### Written request
Rewrite the data below with every "one point per instance" swapped for "a single point for each instance", leaving everything else unchanged.

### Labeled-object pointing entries
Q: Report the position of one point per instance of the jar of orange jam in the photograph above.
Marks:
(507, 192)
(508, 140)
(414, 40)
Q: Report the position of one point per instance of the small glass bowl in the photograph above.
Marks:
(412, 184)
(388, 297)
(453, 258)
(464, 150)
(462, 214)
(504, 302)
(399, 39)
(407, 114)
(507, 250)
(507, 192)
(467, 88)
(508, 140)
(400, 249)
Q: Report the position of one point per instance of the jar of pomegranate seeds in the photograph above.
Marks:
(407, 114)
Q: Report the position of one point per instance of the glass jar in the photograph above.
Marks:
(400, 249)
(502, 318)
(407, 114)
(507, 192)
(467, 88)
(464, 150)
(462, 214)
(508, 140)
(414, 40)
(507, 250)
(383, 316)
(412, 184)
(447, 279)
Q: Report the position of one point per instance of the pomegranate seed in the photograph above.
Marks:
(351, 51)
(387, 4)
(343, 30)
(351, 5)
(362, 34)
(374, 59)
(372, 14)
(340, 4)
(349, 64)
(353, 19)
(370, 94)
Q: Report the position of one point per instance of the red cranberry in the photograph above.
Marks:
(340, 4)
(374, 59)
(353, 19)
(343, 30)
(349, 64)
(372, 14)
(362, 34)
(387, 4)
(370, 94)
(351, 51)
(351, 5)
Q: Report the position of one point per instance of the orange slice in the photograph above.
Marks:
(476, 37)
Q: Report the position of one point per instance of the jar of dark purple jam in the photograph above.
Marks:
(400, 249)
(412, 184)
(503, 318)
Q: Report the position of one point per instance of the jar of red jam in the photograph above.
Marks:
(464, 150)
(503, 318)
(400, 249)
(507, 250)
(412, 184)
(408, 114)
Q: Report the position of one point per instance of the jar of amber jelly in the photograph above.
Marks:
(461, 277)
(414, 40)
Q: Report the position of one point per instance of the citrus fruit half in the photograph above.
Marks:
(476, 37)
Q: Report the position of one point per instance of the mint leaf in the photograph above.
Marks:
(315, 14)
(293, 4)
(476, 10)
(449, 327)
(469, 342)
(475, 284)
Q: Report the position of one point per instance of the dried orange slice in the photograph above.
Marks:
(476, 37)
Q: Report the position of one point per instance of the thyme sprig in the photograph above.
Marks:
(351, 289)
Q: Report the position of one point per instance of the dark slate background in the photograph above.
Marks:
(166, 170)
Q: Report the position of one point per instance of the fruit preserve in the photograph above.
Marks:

### Task solution
Q: Report the position of a single point for each instance of the jar of orange jam in the photograph above.
Marks:
(507, 192)
(508, 140)
(414, 40)
Q: Report the position of a single point for each instance of the small glass bowl in the photograph above.
Marks:
(412, 184)
(388, 297)
(453, 258)
(464, 150)
(462, 214)
(504, 302)
(399, 39)
(407, 114)
(507, 250)
(507, 192)
(467, 88)
(508, 140)
(400, 249)
Q: Report the position of a single point for each instance of the jar of pomegranate seeds in the photograph above.
Marks:
(407, 114)
Q: Report the position of a single point for each instance of the glass jar in the photograph above.
Marks:
(400, 249)
(502, 318)
(407, 114)
(507, 192)
(467, 88)
(464, 150)
(462, 214)
(508, 140)
(414, 40)
(507, 250)
(383, 316)
(412, 184)
(447, 279)
Q: Report the position of a single point for each instance of the pomegranate seed in the photograph above.
Marks:
(351, 51)
(387, 4)
(343, 30)
(351, 5)
(362, 34)
(374, 59)
(372, 14)
(340, 4)
(349, 64)
(353, 19)
(370, 94)
Q: Report the position of a single point for each instance of the red cranberry in the photograph above.
Marks:
(340, 4)
(374, 59)
(353, 19)
(343, 30)
(349, 64)
(372, 14)
(362, 34)
(387, 4)
(370, 94)
(351, 51)
(351, 5)
Q: Report the position of a single point for each instance of the orange slice in the photograph above.
Marks:
(476, 37)
Q: Report the position of a single point for each instance of the jar of dark purple jam in the photograph above.
Marks:
(400, 249)
(412, 184)
(503, 318)
Q: Report the position of a single point for each instance of the jar of red jam in the photograph above.
Marks:
(464, 150)
(503, 318)
(400, 249)
(507, 250)
(412, 184)
(408, 114)
Q: Report the position of a single point for each instance of the jar of amber jelly in the photograph above.
Marks:
(461, 277)
(414, 40)
Q: Report the position of a single point for each instance of the citrus fruit half in the photograph above.
Marks:
(476, 37)
Q: Report the position of a single point for each instance of the mint leaf in the photograph above.
Marks:
(315, 14)
(293, 4)
(476, 10)
(449, 327)
(469, 342)
(475, 284)
Q: Report the position of a single point for each instance of the dried orange slice in the photograph above.
Marks:
(476, 37)
Q: Report the position of a single point for each instance of the thyme sprig in the photograph above.
Marks:
(351, 289)
Q: Report the position of a single point for each instance of the dark slate background in the photograph above.
Marks:
(166, 170)
Q: Report the position of a single point for each instance of the fruit preserve in the photograph above.
Marks:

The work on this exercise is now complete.